Stored data entries
-- -- --

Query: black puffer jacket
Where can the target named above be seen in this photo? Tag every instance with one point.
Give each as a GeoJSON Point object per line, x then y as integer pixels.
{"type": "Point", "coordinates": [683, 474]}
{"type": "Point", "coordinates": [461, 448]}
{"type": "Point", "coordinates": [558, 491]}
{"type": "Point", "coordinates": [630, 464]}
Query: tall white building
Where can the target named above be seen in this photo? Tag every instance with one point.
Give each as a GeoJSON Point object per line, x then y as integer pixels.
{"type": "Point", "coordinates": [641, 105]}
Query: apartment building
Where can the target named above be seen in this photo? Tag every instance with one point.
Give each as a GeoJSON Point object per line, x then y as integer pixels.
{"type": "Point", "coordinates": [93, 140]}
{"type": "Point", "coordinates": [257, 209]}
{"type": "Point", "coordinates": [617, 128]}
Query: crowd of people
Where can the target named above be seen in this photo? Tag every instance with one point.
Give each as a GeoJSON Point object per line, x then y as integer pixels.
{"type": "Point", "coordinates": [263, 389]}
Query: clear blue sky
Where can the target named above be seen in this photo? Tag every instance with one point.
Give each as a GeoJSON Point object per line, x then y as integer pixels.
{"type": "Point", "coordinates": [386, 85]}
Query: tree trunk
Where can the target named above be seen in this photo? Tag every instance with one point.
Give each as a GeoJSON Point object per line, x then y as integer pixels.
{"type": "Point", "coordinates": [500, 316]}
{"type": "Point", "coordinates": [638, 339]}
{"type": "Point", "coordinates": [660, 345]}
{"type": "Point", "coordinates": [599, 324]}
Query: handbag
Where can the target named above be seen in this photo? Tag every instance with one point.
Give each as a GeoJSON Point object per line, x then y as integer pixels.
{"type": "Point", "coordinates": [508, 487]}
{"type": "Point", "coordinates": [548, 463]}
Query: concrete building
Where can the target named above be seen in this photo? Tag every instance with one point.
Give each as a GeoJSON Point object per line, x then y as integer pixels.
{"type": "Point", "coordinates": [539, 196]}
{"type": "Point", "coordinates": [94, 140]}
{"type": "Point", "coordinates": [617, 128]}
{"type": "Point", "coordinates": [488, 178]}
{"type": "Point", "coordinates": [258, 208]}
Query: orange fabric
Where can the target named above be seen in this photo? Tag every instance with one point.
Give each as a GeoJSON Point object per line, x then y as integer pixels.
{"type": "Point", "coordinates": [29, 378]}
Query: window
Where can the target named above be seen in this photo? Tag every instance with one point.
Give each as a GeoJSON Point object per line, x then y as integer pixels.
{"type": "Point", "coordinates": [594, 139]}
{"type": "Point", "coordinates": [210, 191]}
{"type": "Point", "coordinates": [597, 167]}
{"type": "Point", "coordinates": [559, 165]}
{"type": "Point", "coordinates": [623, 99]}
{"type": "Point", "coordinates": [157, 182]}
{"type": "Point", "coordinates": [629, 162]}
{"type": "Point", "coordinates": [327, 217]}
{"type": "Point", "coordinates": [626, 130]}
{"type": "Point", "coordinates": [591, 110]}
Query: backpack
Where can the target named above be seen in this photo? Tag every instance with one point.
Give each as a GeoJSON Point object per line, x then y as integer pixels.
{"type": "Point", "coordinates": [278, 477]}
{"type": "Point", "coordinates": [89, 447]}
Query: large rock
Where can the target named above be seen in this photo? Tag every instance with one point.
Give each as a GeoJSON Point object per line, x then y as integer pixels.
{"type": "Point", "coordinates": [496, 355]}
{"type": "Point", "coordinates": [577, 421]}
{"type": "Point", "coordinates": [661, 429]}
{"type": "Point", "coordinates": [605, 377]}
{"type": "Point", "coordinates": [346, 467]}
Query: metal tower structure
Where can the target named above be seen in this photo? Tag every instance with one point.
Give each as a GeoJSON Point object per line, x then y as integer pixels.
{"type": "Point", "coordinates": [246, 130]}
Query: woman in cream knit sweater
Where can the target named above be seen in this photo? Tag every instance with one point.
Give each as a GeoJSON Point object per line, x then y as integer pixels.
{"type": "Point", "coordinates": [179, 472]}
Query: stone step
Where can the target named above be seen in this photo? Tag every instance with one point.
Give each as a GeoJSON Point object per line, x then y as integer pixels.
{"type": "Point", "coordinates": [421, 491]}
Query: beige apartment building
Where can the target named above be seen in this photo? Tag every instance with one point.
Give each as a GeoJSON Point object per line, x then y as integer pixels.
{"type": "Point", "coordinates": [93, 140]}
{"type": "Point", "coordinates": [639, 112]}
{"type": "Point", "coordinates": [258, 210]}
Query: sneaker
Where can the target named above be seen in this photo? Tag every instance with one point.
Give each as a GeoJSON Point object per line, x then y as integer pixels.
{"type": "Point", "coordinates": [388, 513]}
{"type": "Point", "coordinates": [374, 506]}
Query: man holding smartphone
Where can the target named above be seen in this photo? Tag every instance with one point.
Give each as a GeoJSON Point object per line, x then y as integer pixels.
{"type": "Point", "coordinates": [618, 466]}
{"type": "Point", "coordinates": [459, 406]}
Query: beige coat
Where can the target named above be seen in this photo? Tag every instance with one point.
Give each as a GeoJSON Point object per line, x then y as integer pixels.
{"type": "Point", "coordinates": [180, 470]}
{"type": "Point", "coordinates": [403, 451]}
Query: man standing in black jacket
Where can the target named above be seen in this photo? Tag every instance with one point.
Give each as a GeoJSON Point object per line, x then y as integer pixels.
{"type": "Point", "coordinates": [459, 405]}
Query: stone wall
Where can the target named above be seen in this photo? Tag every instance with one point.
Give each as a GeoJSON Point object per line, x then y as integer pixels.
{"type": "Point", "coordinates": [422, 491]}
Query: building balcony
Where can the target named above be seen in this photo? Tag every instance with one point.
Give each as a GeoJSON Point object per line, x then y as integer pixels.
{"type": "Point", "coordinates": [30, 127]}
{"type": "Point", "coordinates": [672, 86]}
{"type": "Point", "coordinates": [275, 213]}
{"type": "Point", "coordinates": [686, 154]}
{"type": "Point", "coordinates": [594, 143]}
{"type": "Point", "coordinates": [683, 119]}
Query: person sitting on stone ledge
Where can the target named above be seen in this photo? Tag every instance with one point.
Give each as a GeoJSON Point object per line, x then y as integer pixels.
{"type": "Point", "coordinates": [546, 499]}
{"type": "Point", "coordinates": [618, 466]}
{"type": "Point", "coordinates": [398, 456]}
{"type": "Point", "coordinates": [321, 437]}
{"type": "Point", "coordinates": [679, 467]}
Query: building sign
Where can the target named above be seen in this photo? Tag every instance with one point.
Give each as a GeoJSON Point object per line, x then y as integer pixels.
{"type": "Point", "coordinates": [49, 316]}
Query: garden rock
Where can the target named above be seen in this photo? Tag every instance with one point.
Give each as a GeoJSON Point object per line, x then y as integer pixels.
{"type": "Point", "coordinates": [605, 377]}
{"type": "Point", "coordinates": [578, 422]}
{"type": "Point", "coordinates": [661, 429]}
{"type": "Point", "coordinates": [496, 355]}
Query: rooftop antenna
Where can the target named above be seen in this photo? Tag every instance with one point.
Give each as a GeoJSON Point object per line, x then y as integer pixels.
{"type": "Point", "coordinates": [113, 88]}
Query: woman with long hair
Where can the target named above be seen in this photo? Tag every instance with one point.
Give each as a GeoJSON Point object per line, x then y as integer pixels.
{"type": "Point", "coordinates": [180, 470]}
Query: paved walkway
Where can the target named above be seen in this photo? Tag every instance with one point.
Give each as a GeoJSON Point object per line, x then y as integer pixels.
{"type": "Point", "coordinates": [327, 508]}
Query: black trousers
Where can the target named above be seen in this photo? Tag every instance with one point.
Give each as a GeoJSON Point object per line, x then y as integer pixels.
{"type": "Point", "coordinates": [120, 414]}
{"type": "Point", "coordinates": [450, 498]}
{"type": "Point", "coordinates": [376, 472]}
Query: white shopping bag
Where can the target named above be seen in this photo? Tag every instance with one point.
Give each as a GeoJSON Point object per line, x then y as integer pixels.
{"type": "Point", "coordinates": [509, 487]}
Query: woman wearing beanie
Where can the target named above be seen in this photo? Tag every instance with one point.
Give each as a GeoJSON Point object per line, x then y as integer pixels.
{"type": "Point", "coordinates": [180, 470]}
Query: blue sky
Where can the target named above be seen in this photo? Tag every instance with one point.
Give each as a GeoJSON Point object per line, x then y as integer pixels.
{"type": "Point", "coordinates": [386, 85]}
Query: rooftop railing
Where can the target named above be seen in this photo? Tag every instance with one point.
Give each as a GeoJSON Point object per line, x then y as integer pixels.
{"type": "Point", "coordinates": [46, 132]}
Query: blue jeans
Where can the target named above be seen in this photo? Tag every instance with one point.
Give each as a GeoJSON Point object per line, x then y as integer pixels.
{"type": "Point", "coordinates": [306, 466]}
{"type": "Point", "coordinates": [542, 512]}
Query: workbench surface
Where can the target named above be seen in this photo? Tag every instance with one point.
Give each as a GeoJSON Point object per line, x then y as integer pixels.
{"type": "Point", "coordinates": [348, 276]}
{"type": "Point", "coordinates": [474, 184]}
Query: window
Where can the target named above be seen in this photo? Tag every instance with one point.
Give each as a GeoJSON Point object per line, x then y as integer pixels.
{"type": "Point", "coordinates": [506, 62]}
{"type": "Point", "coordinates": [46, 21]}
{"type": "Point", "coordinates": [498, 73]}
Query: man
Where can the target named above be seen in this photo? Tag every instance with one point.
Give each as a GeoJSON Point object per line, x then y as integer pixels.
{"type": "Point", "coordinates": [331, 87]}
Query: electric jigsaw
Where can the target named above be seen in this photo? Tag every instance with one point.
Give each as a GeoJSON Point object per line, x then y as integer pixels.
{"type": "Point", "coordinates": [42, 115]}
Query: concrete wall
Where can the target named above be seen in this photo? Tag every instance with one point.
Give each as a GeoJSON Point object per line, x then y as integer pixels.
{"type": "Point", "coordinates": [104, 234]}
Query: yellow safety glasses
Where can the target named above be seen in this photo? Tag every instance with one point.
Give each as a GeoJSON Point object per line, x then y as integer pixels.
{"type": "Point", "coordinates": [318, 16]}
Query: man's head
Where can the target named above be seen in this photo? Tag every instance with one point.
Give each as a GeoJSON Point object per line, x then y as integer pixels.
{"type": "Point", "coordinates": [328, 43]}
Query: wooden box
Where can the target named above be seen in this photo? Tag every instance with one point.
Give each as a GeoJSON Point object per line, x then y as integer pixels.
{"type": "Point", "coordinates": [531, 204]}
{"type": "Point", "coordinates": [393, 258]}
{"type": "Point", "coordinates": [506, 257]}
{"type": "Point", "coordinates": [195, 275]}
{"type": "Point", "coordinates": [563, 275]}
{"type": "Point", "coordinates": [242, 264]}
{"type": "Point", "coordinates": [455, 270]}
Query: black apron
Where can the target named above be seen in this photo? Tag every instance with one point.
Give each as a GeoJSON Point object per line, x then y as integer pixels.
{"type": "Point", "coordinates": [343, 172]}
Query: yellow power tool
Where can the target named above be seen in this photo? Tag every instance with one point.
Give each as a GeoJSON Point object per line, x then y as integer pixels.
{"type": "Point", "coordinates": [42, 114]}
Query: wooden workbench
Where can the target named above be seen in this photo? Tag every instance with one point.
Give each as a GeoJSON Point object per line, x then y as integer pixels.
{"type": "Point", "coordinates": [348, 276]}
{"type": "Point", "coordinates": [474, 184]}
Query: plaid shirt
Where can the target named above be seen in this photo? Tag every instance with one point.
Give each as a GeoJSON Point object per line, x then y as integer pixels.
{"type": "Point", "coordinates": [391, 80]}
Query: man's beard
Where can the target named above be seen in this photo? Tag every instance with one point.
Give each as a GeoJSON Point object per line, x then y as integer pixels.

-- -- --

■ **WORK INSTRUCTIONS**:
From the entries, count the lines that hold the string "concrete". Nothing but the number is needed.

■ **EXERCISE ANSWER**:
2